EXERCISE GOAL :: Starting at the line that contains "of the mooring" and continuing to the end of the material, format each line as one string in a JSON list, skipping blank lines.

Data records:
════════

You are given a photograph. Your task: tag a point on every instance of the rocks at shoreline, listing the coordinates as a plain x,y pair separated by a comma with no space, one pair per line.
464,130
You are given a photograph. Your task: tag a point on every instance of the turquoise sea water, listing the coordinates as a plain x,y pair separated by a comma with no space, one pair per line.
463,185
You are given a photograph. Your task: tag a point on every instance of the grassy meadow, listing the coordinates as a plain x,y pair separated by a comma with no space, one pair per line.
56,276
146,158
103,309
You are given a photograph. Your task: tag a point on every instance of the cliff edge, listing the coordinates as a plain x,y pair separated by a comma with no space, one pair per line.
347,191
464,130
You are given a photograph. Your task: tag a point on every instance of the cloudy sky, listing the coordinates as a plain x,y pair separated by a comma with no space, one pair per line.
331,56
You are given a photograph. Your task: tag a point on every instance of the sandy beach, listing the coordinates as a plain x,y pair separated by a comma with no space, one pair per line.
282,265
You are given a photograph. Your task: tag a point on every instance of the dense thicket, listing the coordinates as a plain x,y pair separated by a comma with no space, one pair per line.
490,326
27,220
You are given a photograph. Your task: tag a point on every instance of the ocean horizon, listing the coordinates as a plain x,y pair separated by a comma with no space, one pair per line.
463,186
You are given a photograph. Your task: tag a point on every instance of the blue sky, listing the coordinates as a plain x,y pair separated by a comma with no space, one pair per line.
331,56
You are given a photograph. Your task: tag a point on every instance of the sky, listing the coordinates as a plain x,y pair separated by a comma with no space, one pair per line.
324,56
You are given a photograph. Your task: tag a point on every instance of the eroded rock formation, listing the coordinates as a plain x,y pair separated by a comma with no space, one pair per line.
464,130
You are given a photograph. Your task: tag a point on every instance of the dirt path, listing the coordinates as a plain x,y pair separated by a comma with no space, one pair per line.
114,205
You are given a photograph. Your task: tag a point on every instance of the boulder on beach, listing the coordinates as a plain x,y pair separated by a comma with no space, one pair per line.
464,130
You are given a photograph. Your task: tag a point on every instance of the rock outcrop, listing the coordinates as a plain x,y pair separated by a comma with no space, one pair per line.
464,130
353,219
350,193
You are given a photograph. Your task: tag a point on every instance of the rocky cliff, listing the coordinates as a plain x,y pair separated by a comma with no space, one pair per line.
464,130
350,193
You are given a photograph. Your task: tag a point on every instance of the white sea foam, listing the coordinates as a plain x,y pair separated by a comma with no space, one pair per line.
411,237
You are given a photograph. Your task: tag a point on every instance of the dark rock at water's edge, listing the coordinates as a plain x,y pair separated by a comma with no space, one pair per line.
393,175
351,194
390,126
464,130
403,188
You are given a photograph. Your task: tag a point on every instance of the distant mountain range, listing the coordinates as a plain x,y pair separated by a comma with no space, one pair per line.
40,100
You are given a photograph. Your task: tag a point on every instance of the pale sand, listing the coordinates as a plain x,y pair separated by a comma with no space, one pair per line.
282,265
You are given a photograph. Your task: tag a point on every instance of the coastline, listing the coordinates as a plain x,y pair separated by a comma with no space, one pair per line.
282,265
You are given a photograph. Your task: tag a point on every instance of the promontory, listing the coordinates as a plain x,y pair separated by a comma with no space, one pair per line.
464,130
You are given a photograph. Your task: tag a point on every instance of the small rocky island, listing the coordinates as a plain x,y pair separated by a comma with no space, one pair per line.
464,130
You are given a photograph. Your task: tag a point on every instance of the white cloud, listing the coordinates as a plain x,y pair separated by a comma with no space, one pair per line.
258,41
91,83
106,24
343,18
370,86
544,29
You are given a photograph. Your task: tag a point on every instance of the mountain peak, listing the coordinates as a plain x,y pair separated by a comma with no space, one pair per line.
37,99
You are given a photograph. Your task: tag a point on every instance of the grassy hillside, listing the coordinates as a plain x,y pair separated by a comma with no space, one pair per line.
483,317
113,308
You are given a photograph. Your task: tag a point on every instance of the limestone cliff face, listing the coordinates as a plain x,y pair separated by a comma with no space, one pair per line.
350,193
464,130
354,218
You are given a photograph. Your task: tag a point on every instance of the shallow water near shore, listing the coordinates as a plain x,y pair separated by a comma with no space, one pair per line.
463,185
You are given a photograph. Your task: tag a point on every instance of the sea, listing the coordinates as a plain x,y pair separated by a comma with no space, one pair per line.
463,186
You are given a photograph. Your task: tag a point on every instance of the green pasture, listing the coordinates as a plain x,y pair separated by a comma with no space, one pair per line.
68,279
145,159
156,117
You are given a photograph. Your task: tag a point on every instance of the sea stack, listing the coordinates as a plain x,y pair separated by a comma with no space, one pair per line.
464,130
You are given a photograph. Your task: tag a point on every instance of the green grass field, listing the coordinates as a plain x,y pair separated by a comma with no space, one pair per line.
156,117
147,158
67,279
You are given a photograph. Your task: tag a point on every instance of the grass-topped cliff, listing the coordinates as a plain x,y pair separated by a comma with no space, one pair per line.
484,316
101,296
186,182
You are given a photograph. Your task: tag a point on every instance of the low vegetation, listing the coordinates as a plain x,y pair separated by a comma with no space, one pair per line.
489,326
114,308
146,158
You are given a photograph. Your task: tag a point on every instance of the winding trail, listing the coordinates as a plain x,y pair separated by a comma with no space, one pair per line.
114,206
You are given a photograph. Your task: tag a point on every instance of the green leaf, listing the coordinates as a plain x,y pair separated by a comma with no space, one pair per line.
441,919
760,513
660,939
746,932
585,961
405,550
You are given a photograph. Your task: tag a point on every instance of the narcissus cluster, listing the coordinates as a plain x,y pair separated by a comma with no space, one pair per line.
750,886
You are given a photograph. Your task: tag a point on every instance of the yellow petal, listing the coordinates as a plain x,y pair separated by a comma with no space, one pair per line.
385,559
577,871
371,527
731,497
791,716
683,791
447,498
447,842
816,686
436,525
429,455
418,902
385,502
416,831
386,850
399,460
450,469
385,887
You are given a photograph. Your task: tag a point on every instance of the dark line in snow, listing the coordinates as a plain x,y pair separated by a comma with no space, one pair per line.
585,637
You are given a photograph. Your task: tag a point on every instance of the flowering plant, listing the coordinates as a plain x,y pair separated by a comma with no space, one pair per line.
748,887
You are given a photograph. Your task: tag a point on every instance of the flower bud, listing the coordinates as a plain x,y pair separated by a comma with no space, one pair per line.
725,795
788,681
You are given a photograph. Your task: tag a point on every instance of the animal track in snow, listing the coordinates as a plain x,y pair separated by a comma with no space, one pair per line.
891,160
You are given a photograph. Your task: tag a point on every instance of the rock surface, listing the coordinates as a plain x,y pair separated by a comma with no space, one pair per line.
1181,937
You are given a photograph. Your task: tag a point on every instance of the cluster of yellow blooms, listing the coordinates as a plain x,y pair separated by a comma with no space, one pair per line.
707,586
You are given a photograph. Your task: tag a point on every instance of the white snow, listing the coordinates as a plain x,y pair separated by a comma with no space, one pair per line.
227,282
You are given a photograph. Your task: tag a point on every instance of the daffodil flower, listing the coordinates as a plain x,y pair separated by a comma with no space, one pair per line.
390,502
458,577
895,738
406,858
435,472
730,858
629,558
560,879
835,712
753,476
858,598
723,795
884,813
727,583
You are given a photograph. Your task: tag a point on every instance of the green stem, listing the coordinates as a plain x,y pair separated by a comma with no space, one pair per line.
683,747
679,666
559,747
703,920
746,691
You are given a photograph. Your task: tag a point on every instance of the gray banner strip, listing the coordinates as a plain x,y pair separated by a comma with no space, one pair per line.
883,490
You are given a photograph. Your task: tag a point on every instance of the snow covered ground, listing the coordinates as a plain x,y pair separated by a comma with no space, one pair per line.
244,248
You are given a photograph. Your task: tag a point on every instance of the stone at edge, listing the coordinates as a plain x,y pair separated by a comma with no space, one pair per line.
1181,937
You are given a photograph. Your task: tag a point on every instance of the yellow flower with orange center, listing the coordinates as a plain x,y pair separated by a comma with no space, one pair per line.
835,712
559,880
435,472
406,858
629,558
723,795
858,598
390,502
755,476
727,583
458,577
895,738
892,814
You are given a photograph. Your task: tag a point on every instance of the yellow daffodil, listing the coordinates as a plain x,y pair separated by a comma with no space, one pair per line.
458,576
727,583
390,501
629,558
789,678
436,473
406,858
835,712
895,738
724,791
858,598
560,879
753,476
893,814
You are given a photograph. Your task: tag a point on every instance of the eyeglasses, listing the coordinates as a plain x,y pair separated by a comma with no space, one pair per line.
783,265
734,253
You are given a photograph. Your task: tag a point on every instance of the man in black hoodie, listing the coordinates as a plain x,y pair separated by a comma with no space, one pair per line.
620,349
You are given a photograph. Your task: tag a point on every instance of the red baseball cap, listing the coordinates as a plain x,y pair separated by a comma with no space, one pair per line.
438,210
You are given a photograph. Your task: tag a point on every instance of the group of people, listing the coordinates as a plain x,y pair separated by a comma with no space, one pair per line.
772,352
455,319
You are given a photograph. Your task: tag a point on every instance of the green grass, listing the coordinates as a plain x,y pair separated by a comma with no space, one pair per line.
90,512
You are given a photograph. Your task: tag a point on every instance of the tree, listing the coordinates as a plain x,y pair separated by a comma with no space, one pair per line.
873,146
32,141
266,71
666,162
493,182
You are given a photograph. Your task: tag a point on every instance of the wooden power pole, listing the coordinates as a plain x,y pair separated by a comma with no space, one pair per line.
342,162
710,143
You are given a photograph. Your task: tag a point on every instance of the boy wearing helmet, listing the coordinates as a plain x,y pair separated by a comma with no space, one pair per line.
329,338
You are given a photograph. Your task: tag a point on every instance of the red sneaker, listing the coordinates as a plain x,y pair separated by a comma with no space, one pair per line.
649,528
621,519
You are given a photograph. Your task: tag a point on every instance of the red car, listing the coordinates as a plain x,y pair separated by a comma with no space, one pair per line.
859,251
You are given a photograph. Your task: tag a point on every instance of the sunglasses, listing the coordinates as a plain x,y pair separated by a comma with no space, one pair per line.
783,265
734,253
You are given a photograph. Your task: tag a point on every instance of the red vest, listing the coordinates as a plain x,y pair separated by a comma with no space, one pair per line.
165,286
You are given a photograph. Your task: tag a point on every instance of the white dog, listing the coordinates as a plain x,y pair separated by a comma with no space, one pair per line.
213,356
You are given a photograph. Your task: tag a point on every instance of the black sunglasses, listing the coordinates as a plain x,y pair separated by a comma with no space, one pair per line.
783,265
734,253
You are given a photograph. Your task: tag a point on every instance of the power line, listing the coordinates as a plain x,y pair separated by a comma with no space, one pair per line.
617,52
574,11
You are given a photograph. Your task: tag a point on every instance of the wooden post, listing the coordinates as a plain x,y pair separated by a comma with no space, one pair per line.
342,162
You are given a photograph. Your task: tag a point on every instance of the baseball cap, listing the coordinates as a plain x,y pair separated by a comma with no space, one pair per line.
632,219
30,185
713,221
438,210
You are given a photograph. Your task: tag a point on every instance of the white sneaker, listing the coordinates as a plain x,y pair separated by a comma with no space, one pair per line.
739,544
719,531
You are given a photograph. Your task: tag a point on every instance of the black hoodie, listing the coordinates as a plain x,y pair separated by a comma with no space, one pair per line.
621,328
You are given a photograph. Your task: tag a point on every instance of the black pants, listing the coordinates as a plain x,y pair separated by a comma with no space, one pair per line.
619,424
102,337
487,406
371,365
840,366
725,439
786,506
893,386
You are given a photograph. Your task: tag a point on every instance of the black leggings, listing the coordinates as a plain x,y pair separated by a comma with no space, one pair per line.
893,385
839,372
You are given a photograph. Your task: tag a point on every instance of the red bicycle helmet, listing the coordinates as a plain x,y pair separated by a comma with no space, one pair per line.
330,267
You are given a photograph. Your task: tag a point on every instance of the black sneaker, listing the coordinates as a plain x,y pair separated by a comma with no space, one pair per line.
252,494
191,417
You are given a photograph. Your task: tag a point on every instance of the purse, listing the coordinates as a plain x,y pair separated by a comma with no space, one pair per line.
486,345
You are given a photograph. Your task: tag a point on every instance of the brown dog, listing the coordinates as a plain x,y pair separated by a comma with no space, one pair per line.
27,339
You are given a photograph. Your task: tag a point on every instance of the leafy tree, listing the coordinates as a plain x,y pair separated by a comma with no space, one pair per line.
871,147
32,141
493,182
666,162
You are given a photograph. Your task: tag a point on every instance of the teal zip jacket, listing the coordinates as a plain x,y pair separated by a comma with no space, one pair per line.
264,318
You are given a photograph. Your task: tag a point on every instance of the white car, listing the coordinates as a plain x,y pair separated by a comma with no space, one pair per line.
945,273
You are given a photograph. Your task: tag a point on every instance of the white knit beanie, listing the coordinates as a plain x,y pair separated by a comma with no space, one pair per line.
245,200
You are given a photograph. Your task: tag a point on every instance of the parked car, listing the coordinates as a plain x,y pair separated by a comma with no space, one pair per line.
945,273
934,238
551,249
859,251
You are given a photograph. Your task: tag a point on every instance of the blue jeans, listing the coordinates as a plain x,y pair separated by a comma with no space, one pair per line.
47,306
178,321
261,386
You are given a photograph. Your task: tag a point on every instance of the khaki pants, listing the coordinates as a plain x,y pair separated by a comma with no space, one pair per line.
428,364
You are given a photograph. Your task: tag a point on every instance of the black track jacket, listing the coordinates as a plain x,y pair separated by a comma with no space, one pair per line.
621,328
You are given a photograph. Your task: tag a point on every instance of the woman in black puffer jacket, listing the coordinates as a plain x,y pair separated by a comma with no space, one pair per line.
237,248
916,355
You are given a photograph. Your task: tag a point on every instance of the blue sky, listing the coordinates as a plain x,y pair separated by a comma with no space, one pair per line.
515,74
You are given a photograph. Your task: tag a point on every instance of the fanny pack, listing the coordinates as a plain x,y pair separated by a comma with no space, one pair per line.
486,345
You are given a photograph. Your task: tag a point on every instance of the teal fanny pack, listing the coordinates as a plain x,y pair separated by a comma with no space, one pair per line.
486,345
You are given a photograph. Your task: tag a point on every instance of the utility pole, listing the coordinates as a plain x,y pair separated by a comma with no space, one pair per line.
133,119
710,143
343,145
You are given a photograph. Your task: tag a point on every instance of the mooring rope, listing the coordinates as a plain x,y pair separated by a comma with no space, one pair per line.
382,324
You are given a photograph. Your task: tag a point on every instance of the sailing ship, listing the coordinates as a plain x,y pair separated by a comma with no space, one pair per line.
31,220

════════

SOLUTION FOR THIS TASK ::
[
  "You are given a photograph. Your task: tag a point on every instance of the mooring rope, listing the coordinates as a plain x,y pair separated by a comma with no space, one pair per line.",
  "382,324",
  "You are given a photograph. Your task: tag a point on every instance of the sailing ship, listing the coordinates as a plain x,y pair separated by a comma with no space, one pair per line.",
  "31,220"
]